(A block of data)
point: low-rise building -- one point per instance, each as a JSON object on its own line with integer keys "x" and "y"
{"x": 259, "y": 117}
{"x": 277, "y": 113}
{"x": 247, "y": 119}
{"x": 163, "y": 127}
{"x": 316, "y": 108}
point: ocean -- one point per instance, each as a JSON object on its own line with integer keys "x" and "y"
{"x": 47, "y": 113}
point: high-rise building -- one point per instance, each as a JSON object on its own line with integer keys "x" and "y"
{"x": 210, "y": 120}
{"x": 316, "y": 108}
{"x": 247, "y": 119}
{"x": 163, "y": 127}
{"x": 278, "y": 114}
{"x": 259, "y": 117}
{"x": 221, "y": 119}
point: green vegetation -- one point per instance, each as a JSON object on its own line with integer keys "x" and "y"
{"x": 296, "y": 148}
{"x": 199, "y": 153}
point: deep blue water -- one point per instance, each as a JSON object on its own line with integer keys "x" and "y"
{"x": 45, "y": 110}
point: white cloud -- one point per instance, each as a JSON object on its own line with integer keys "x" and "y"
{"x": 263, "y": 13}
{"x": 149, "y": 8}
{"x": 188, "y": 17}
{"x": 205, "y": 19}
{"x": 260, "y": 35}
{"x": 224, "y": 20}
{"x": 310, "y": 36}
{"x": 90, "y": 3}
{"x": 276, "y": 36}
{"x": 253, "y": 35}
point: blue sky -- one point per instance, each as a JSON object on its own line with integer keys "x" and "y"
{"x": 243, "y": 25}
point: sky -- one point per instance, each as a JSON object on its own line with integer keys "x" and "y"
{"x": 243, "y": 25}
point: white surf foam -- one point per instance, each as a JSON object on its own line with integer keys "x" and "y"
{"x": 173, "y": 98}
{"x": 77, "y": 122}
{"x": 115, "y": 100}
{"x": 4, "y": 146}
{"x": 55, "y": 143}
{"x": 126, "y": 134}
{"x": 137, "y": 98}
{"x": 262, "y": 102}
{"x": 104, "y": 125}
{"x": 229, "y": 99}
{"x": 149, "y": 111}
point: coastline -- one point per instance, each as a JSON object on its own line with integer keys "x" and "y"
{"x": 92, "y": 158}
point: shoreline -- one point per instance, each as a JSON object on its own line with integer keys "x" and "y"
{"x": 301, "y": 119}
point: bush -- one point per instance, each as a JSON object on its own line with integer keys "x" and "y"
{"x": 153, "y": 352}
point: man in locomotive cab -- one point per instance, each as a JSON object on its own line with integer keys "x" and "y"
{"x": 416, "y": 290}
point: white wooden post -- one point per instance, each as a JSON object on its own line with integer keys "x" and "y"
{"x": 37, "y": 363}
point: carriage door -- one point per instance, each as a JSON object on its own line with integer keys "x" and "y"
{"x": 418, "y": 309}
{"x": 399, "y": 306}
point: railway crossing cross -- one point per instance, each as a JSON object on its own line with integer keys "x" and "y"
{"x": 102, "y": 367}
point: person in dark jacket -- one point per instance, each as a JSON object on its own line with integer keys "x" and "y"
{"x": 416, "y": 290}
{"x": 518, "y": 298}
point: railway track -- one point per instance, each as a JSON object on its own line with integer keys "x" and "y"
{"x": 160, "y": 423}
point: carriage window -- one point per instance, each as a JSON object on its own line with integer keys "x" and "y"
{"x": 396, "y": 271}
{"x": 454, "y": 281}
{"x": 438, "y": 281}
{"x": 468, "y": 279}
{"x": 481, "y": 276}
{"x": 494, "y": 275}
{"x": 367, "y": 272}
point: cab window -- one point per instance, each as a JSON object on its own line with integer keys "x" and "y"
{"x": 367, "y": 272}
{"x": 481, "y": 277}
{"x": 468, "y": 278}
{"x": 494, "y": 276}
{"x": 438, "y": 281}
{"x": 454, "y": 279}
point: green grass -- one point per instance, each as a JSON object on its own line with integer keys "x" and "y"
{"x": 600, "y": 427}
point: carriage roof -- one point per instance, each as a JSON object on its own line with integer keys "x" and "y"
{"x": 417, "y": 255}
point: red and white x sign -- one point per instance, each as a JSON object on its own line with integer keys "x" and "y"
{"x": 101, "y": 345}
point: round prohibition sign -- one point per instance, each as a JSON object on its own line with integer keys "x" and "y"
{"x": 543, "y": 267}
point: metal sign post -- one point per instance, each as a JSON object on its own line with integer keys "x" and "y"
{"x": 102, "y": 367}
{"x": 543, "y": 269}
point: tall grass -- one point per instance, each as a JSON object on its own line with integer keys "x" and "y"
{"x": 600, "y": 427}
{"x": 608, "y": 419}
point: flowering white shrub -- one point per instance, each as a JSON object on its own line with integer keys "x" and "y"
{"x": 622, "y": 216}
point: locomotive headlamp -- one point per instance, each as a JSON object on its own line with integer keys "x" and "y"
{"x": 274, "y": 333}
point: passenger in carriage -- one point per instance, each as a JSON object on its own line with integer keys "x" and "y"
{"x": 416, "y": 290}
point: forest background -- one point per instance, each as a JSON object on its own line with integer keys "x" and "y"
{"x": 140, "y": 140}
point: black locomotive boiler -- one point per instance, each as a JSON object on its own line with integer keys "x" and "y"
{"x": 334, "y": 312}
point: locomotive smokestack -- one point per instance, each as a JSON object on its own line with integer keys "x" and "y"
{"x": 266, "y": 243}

▸ **What you will do**: Go through the material above line by line and copy it exactly.

▸ **Exercise response**:
point: low-rise building -- one point per instance, each as a JSON object on its own line with integer keys "x" and "y"
{"x": 259, "y": 117}
{"x": 277, "y": 113}
{"x": 247, "y": 119}
{"x": 163, "y": 127}
{"x": 316, "y": 108}
point: ocean -- one point per instance, each as a JSON object on its own line with integer keys "x" and "y"
{"x": 47, "y": 113}
point: high-rise building -- one point per instance, each as a JSON object on its own line with integer keys "x" and "y"
{"x": 210, "y": 120}
{"x": 316, "y": 108}
{"x": 247, "y": 119}
{"x": 163, "y": 127}
{"x": 278, "y": 114}
{"x": 259, "y": 117}
{"x": 221, "y": 119}
point: green vegetation -- one point per instance, each as a JSON object on its own line with integer keys "x" and "y"
{"x": 296, "y": 148}
{"x": 199, "y": 153}
point: deep blue water -- one point per instance, each as a JSON object on its own line with integer keys "x" and "y"
{"x": 45, "y": 110}
point: white cloud -- one point per instance, each as a JSON object on its own line with integer keys "x" and "y"
{"x": 263, "y": 13}
{"x": 149, "y": 8}
{"x": 188, "y": 17}
{"x": 205, "y": 19}
{"x": 260, "y": 35}
{"x": 224, "y": 20}
{"x": 310, "y": 36}
{"x": 90, "y": 3}
{"x": 276, "y": 36}
{"x": 253, "y": 35}
point: blue sky -- one point per instance, each as a JSON object on its own line with integer keys "x" and "y"
{"x": 243, "y": 25}
point: sky -- one point per instance, each as a JSON object on its own line with integer keys "x" and "y"
{"x": 243, "y": 25}
point: white surf foam -- one point per instance, each as a JSON object on its own line with integer keys "x" and "y"
{"x": 173, "y": 98}
{"x": 77, "y": 122}
{"x": 115, "y": 100}
{"x": 4, "y": 146}
{"x": 55, "y": 143}
{"x": 126, "y": 134}
{"x": 137, "y": 98}
{"x": 262, "y": 102}
{"x": 104, "y": 125}
{"x": 229, "y": 99}
{"x": 149, "y": 111}
point: coastline -- one point per instance, each as a JSON object on its own line with integer keys "x" and "y"
{"x": 92, "y": 158}
point: shoreline -- one point per instance, each as a JSON object on its own line with integer keys "x" and "y"
{"x": 301, "y": 119}
point: bush -- one point per instance, each as a JSON object on its own line with integer keys "x" and "y"
{"x": 153, "y": 352}
point: man in locomotive cab -- one point per instance, each as a JSON object on its own line with integer keys "x" and "y"
{"x": 416, "y": 290}
point: white wooden post -- one point per instance, each as a JSON object on its own line with integer keys "x" and "y"
{"x": 37, "y": 363}
point: carriage door -- one point per instance, each as a JSON object on its own line with integer keys "x" and "y"
{"x": 418, "y": 309}
{"x": 399, "y": 306}
point: railway crossing cross -- one point per instance, each as a JSON object on its own line with integer keys "x" and "y"
{"x": 102, "y": 367}
point: person in dark jacket -- one point per instance, each as a JSON object on its own line with integer keys "x" and "y"
{"x": 416, "y": 290}
{"x": 518, "y": 298}
point: railway track -- one point per instance, each as a JSON object on its own line with integer keys "x" and "y"
{"x": 160, "y": 423}
point: carriage window -- one point per instance, each as a JSON object on its own line with integer keys "x" and "y"
{"x": 396, "y": 271}
{"x": 454, "y": 281}
{"x": 438, "y": 281}
{"x": 468, "y": 279}
{"x": 481, "y": 276}
{"x": 494, "y": 275}
{"x": 367, "y": 272}
point: cab window -- one point per instance, each as a JSON object on its own line with integer keys "x" and "y"
{"x": 367, "y": 272}
{"x": 481, "y": 277}
{"x": 468, "y": 278}
{"x": 494, "y": 276}
{"x": 438, "y": 281}
{"x": 454, "y": 279}
point: green grass -- one point per instance, each as a JSON object on its own line with integer keys "x" and "y"
{"x": 600, "y": 427}
point: carriage roof -- one point per instance, each as a JSON object on its own line with integer keys "x" and "y"
{"x": 417, "y": 255}
point: red and white x sign -- one point per instance, each as a JSON object on its own line with integer keys "x" and "y"
{"x": 101, "y": 345}
point: round prohibition sign -- one point per instance, each as a JSON object on its own line with integer keys "x" and "y"
{"x": 543, "y": 267}
point: metal sign post -- one point per instance, each as a JSON object on its own line with integer keys "x" and "y"
{"x": 102, "y": 367}
{"x": 543, "y": 269}
point: tall grass -- one point per instance, each as a JSON object on its own line with integer keys "x" and "y"
{"x": 600, "y": 427}
{"x": 608, "y": 419}
point: flowering white shrub -- one point per instance, each as a JSON object on its own line with integer keys "x" and "y"
{"x": 622, "y": 216}
point: locomotive headlamp -- one point per instance, each as a JSON object on its own line with integer keys "x" and "y"
{"x": 274, "y": 333}
point: passenger in carriage -- one point per instance, each as a JSON object on its own line with integer keys "x" and "y"
{"x": 416, "y": 290}
point: forest background -- one point per instance, each as a JSON object on its own line with integer keys "x" and "y"
{"x": 140, "y": 140}
point: black locomotive boiler -- one point per instance, each as a JSON object on its own line with integer keys "x" and "y"
{"x": 334, "y": 312}
point: locomotive smokestack -- one point per instance, each as a JSON object on its own line with integer keys "x" and "y"
{"x": 266, "y": 243}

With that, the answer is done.